● Goal
Only the lines from the one containing "Mark the puddle" through the end of the data below should be copied, each exactly as written and with both ends kept.

_____

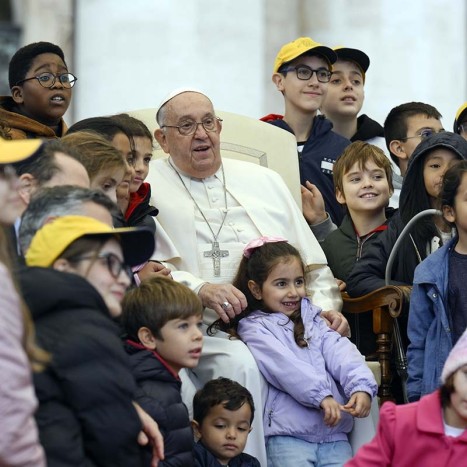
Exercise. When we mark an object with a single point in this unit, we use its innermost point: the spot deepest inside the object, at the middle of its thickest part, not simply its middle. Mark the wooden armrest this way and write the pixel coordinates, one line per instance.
(385, 304)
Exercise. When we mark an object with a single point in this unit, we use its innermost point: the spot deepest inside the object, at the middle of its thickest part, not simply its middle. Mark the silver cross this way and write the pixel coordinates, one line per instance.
(216, 254)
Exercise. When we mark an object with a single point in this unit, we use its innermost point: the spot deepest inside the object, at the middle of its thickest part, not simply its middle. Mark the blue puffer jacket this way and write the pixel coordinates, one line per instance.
(428, 329)
(321, 150)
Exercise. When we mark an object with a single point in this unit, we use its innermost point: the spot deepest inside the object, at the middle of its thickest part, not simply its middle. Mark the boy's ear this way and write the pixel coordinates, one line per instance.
(255, 290)
(27, 185)
(17, 94)
(161, 138)
(146, 337)
(278, 80)
(448, 213)
(196, 431)
(340, 197)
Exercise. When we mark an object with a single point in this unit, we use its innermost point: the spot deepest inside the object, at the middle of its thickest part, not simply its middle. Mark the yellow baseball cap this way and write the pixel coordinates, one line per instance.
(300, 46)
(17, 150)
(459, 116)
(56, 236)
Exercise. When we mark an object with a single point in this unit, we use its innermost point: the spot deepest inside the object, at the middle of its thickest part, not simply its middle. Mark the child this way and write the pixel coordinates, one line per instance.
(103, 162)
(163, 319)
(302, 70)
(317, 380)
(406, 126)
(438, 309)
(223, 411)
(460, 122)
(420, 191)
(139, 213)
(344, 101)
(40, 92)
(430, 432)
(363, 181)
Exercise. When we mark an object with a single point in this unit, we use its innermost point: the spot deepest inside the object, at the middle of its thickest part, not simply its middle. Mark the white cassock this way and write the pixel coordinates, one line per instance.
(259, 203)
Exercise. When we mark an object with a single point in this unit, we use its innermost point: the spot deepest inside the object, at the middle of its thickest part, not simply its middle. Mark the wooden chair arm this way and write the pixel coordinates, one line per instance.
(385, 304)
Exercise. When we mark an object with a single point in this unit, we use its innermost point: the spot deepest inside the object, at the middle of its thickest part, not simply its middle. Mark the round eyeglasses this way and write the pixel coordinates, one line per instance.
(189, 127)
(423, 134)
(304, 72)
(113, 263)
(47, 80)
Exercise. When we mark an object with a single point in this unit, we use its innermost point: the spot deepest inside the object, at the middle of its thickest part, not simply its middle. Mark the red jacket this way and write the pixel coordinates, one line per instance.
(412, 435)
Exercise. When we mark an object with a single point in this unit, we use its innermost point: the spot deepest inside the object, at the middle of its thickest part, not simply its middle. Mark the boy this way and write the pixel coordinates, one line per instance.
(162, 319)
(223, 411)
(344, 101)
(363, 181)
(40, 92)
(460, 122)
(302, 70)
(406, 126)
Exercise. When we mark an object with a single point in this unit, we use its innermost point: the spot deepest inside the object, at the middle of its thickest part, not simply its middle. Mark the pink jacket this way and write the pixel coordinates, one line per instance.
(411, 435)
(19, 442)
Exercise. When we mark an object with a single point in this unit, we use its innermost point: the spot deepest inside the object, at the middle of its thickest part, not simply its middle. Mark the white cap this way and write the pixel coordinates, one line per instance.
(175, 93)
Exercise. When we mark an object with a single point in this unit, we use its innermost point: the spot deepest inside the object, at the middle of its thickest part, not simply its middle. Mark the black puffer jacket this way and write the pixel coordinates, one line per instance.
(159, 395)
(86, 416)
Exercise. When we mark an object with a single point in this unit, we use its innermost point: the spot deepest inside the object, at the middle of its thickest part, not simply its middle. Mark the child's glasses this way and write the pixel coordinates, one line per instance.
(423, 134)
(47, 80)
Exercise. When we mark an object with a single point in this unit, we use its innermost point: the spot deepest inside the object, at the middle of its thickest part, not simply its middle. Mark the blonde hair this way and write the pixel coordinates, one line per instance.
(360, 152)
(95, 152)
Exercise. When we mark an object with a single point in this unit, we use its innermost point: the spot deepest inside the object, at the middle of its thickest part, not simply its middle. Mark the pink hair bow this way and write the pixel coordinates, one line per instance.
(258, 242)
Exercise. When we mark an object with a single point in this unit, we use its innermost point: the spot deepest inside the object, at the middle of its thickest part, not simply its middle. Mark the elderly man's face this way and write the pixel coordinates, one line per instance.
(197, 155)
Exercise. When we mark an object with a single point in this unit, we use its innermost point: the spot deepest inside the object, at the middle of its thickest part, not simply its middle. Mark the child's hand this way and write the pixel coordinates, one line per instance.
(359, 405)
(332, 411)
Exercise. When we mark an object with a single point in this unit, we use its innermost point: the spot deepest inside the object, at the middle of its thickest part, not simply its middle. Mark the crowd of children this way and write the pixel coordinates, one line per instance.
(98, 332)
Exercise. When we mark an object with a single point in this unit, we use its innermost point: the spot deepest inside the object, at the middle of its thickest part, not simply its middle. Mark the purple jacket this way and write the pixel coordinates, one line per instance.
(19, 440)
(300, 378)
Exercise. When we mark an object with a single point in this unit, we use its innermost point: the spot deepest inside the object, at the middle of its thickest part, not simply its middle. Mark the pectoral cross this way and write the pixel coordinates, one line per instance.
(216, 254)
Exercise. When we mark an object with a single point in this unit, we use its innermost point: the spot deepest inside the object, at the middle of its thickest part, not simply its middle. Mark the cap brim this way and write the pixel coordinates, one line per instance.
(354, 55)
(14, 151)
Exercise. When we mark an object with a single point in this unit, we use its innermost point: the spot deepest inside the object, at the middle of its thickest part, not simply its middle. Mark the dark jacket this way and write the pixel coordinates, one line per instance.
(321, 150)
(159, 395)
(204, 458)
(86, 416)
(369, 273)
(343, 248)
(139, 212)
(22, 127)
(367, 128)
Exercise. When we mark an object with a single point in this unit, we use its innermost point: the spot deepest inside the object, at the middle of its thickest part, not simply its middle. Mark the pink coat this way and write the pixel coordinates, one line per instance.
(411, 435)
(19, 442)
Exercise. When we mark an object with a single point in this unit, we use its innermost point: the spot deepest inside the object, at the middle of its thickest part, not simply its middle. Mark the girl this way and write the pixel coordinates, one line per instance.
(430, 432)
(139, 213)
(19, 442)
(74, 293)
(103, 162)
(438, 309)
(317, 380)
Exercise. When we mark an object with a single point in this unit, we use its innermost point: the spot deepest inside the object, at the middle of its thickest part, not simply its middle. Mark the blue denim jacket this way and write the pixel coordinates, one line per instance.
(428, 329)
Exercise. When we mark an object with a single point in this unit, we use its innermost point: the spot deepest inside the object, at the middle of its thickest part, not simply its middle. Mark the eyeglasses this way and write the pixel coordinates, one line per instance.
(423, 134)
(8, 173)
(304, 73)
(113, 263)
(47, 80)
(190, 127)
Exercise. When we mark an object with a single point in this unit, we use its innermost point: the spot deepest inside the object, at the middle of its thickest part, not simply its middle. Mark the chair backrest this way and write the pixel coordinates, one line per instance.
(249, 140)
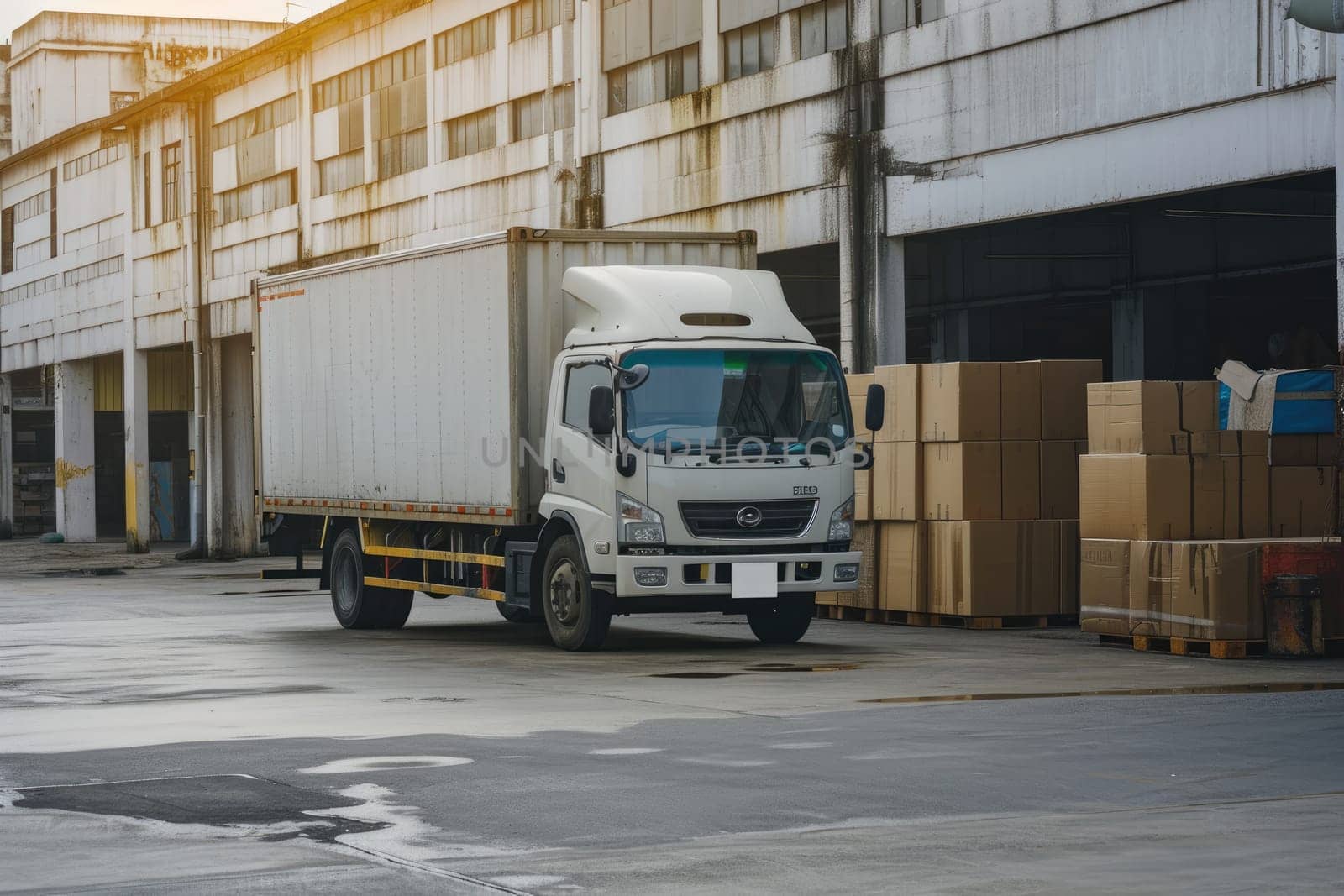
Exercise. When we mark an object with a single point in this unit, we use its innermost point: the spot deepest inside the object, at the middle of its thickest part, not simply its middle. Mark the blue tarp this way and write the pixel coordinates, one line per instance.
(1294, 407)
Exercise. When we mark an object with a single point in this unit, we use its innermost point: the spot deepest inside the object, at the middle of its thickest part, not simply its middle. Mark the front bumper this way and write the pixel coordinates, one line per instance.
(703, 575)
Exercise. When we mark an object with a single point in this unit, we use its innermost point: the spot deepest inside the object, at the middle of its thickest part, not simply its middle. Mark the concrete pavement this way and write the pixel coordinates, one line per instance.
(262, 746)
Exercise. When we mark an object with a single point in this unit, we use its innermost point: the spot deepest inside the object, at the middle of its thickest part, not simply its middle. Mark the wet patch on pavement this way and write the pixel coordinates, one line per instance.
(208, 799)
(1267, 687)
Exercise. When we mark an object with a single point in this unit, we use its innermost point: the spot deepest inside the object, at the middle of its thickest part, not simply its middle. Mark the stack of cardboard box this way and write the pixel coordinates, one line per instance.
(1175, 515)
(974, 490)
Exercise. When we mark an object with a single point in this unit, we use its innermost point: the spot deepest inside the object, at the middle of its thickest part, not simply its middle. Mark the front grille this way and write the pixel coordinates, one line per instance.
(719, 519)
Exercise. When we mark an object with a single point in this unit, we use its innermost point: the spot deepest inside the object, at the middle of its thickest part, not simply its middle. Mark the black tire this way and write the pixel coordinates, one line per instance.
(784, 621)
(515, 614)
(355, 604)
(575, 616)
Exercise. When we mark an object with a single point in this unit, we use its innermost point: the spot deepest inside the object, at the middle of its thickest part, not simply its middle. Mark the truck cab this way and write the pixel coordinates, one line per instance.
(699, 457)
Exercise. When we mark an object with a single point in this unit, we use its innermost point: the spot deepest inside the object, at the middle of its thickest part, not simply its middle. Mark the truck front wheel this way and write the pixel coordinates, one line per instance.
(358, 605)
(783, 621)
(575, 616)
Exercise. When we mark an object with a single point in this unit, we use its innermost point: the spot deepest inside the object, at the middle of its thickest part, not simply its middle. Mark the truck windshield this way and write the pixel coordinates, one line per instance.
(753, 401)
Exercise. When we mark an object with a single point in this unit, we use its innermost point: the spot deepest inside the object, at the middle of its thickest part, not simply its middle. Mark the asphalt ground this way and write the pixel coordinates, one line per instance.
(187, 727)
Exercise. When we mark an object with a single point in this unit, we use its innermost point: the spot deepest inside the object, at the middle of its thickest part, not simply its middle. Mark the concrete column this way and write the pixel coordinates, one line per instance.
(77, 517)
(711, 49)
(6, 459)
(889, 298)
(1126, 336)
(230, 508)
(136, 422)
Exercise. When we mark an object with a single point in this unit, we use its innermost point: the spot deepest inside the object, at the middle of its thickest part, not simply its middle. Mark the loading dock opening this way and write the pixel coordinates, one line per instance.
(1163, 289)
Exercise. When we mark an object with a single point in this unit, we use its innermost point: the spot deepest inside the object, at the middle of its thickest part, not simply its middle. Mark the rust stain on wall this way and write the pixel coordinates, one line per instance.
(67, 472)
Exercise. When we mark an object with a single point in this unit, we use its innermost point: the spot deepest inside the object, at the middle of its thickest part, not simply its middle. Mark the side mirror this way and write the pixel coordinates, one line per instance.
(877, 414)
(601, 411)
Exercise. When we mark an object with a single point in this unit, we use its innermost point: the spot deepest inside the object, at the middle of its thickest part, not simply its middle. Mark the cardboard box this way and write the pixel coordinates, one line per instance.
(994, 567)
(864, 495)
(963, 481)
(1063, 396)
(866, 540)
(958, 402)
(1216, 590)
(1104, 584)
(1230, 443)
(1245, 497)
(1135, 496)
(900, 579)
(1021, 464)
(1152, 586)
(1059, 479)
(1304, 450)
(1207, 499)
(897, 481)
(902, 387)
(1148, 417)
(1019, 401)
(1068, 566)
(1303, 501)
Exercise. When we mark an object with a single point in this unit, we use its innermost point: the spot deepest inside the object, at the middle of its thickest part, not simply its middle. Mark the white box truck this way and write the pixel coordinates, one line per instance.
(570, 423)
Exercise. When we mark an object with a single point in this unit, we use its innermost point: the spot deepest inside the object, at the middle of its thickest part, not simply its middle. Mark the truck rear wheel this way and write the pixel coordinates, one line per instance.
(355, 604)
(575, 616)
(784, 621)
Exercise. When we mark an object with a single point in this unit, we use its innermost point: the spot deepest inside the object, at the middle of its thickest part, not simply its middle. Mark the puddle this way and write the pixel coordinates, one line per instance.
(696, 674)
(207, 799)
(785, 667)
(85, 573)
(1267, 687)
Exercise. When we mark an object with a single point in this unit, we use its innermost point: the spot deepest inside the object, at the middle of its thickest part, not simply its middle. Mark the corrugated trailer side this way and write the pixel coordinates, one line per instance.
(400, 385)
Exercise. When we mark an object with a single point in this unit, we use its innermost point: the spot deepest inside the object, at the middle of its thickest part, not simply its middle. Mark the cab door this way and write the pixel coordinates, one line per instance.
(581, 468)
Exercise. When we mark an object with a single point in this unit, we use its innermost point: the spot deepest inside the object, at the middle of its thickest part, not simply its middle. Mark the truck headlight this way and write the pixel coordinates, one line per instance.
(638, 523)
(842, 523)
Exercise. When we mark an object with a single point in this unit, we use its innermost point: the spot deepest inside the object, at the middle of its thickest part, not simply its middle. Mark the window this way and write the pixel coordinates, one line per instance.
(898, 15)
(533, 16)
(823, 27)
(172, 175)
(654, 80)
(93, 270)
(465, 40)
(528, 118)
(145, 191)
(7, 241)
(93, 160)
(255, 199)
(562, 107)
(578, 383)
(340, 172)
(255, 121)
(749, 49)
(470, 134)
(381, 73)
(401, 154)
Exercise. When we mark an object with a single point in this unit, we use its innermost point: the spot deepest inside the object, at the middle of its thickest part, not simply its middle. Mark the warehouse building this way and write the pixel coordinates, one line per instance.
(1148, 181)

_____

● Finished answer
Exercise. When we mark an object with a single point in this unit, we use its innermost point: the spot deepest inside the object, at the middle of its thickest part, not simply its middle. Mark the puddle this way and write the pixel coordinates, one line per instance.
(696, 674)
(207, 799)
(785, 667)
(85, 573)
(1267, 687)
Exercise. When we mark an object with a single point in this unit, we use its innermost point: the spot deepest inside the object, at the middle of its thickest part, not simply its middle. Mark the corrugated trailer side this way and write the pixel coordinates, one line per instance.
(400, 385)
Exercise. When we mark an object with a single point in this unit, we use its innermost point: the spot deepest inside the object, at the middle of its thickest part, not simply its middle. Mark the cab door this way and write the pixel coordinates, one line per instance.
(581, 468)
Exercise. When we mark an object with a single point in this unit, we use its innermost point: the spot deepest inside the object, at the middle of its thickest part, not simply its middle. Mark the truck headlight this way and write the pixel coordinates, one line per instance.
(638, 523)
(842, 523)
Exercise. When we mark an object with a single point in this unit, we use its innermost point: the spot deepest inside the object, at the middle of its thickest part, not simply its middle. Mark the window this way and write the pixel coordinates, one line per instance.
(898, 15)
(533, 16)
(823, 27)
(172, 175)
(654, 80)
(93, 270)
(465, 40)
(528, 118)
(145, 191)
(7, 241)
(93, 160)
(255, 199)
(562, 107)
(578, 383)
(340, 172)
(255, 121)
(749, 49)
(470, 134)
(381, 73)
(401, 154)
Exercise. When we mark an object with a single point in this unit, we use its innermost point: the spot deepest inside the object, at the middle of its thickest part, not simply its middle. Mark the warehouse building this way and write the pixel coordinates, one line per instance.
(1148, 181)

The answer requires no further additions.